Alongside Coinbase itself, the class action names CEO Brian Armstrong, CLO Paul Grewal, other top executives and several of its venture capital backers as defendants.
A Coinbase shareholder has filed a securities class action against Coinbase for allegedly misleading investors ahead of its public listing about the company’s financial state and resilience as a crypto trading platform.
Filed by law firm Scott + Scott in the California Northern District Court on Thursday, the class action names Coinbase shareholder Donald Ramsey as a plaintiff, both individually and on behalf of all other investors similarly situated.
Ramsey is pursuing his claims under the United States Securities Act and has presented evidence drawn from Coinbase’s regulatory filings with the U.S. Securities and Exchange Commission, company press releases, analyst reports and other publicly disclosed information about the exchange.
Alongside the company itself, the class action names CEO Brian Armstrong, chief legal officer Paul Grewal and other top executives as defendants, as well as several of its venture capital backers.
Ramsey is accusing Coinbase and its executives of making “materially misleading statements” in their offering materials at the time of the public listing and offering positive statements that “lacked a reasonable basis.” The class action alleges that:
“At the time of the Offering: (1) the Company required a sizeable cash injection; (2) the Company’s platform was susceptible to service-level disruptions, which were increasingly likely to occur as the Company scaled its services to a larger user base.”
Ramsey further alleges that once the alleged discrepancies between self-presentation and reality came to public light, Coinbase’s share price fell accordingly. Citing events in mid-May, when Coinbase conceded it needed to raise funds and announced plans to raise $1.25 billion through a convertible bond sale, Ramsey emphasizes that the company’s stock sharply declined by close to 10% over two trading sessions.
The class-action marshals evidence from contemporary media reports in mid-May, citing a Forbes report on the bond sale announcement:
“Investors were also likely surprised by the timing of the issue, considering that Coinbase just went public in mid-April via a direct listing (which doesn’t involve issuing new shares or raising capital), signaling that it didn’t require cash. So the company’s decision to issue bonds a little over a month later is likely raising some questions.”

● WORK INSTRUCTIONS:
**A.** According to the article about the Coinbase lawsuit, Ramsey drew his evidence from several kinds of sources. Name each of them.
**B.** In the article about the Coinbase lawsuit, which court received the class action filing?
**C.** Carry on the article about the Coinbase lawsuit from its final paragraph.
The listing that comes next has no connection to the article about the Coinbase lawsuit.

● EXTRACTED DATA:
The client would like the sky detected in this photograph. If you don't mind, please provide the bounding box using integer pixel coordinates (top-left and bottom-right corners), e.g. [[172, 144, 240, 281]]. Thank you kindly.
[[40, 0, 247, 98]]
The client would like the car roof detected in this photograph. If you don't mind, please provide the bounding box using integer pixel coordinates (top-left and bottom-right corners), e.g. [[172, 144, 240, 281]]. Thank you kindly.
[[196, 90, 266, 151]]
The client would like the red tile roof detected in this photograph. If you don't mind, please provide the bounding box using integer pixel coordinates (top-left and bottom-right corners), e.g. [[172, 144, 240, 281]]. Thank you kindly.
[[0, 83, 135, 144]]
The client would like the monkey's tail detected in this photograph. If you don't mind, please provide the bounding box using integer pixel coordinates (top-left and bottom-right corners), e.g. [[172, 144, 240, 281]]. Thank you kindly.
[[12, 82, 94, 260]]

* * *

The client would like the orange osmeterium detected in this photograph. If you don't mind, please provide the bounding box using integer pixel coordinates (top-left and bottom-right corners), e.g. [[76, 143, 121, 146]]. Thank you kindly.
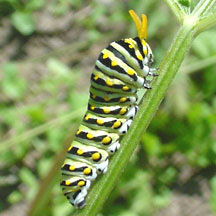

● EXPECTED RESULTS:
**A.** Coinbase's regulatory filings with the U.S. Securities and Exchange Commission; company press releases; analyst reports; other publicly disclosed information about the exchange.

**B.** The California Northern District Court.

**C.**
Ramsey’s class action also points to the technical difficulties on the platform on May 19, when a surge of traders hoping to “get their money out” during a bearish period in the crypto markets experienced “delays […] due to network congestion.”
As Cointelegraph reported at the time, delays in Ether (ETH) and ERC-20 token withdrawals ostensibly due to congestion on the Ethereum network were experienced that day by users on both Coinbase and Binance. While not indicating the reason, the Gemini exchange also announced that it would be taking emergency maintenance actions to correct ongoing issues.
The class action argues that these kinds of service-level technical issues are critical and damaging for the company’s claims to be the easiest place to buy and sell crypto in the retail market. The complaint emphasizes this all the more so, given that the company is reliant on transaction fees to “generate nearly all of its revenues.”
By the time Ramsey commenced the class action, Coinbase’s stock was trading at $208 per share, compared to its opening price of $381 on April 14.
Counsel for the defendants had reportedly not yet appeared as of Thursday. Cointelegraph has reached out to Coinbase representatives for comment and will update this article accordingly.